● STATED TASK
Copy the following records word for word, changing nothing.

************

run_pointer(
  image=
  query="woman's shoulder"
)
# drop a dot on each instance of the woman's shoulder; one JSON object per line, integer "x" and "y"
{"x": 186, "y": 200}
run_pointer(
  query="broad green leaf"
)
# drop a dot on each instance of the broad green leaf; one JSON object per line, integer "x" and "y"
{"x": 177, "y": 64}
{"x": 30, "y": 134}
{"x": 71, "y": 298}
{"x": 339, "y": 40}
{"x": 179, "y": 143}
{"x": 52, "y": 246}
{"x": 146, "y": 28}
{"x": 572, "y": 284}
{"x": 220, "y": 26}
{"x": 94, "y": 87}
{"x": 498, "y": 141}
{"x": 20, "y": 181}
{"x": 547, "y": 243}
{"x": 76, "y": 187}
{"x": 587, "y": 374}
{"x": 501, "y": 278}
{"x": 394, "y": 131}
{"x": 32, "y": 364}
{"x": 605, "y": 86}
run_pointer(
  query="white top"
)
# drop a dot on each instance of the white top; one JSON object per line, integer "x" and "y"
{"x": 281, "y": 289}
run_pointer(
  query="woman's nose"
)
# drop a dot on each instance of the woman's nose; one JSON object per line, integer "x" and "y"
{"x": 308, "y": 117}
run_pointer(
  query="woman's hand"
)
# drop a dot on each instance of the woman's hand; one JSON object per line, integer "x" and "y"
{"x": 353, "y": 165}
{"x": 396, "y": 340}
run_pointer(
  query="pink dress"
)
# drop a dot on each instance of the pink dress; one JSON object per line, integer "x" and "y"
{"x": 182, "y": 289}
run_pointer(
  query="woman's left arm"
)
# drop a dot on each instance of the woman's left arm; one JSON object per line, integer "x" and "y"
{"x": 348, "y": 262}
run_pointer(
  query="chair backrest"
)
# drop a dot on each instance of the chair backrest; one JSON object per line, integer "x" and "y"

************

● REPLY
run_pointer(
  image=
  query="woman's shoulder"
)
# drop a dot on each instance of the woman's shoulder; one JSON object per line, integer "x" and "y"
{"x": 186, "y": 200}
run_pointer(
  query="broad green leaf"
)
# drop a dot on each instance of the broad green leaf; one JSON object per line, integer "x" and "y"
{"x": 177, "y": 64}
{"x": 30, "y": 134}
{"x": 71, "y": 298}
{"x": 339, "y": 40}
{"x": 179, "y": 143}
{"x": 52, "y": 246}
{"x": 146, "y": 28}
{"x": 572, "y": 284}
{"x": 220, "y": 26}
{"x": 94, "y": 87}
{"x": 498, "y": 141}
{"x": 20, "y": 181}
{"x": 547, "y": 243}
{"x": 76, "y": 187}
{"x": 587, "y": 374}
{"x": 501, "y": 278}
{"x": 394, "y": 131}
{"x": 32, "y": 364}
{"x": 605, "y": 86}
run_pointer(
  query="white top"
)
# drop a dot on each instance of the white top; one JSON object per line, integer "x" and "y"
{"x": 281, "y": 289}
run_pointer(
  query="woman's nose"
)
# drop a dot on each instance of the woman's nose; one JSON object per line, integer "x" and "y"
{"x": 308, "y": 117}
run_pointer(
  query="woman's hand"
)
# drop a dot on each instance of the woman's hand; one JSON object per line, integer "x" and "y"
{"x": 353, "y": 165}
{"x": 396, "y": 340}
run_pointer(
  query="pink dress"
)
# drop a dot on each instance of the pink dress; one JSON object per line, integer "x" and "y"
{"x": 182, "y": 289}
run_pointer(
  query="woman's left arm"
)
# drop a dot on each instance of the woman's left arm; one JSON object per line, integer "x" and "y"
{"x": 348, "y": 262}
run_pointer(
  query="chair backrest"
)
# drop a dot on each instance of the chair backrest; one JSON object per line, integer "x" and "y"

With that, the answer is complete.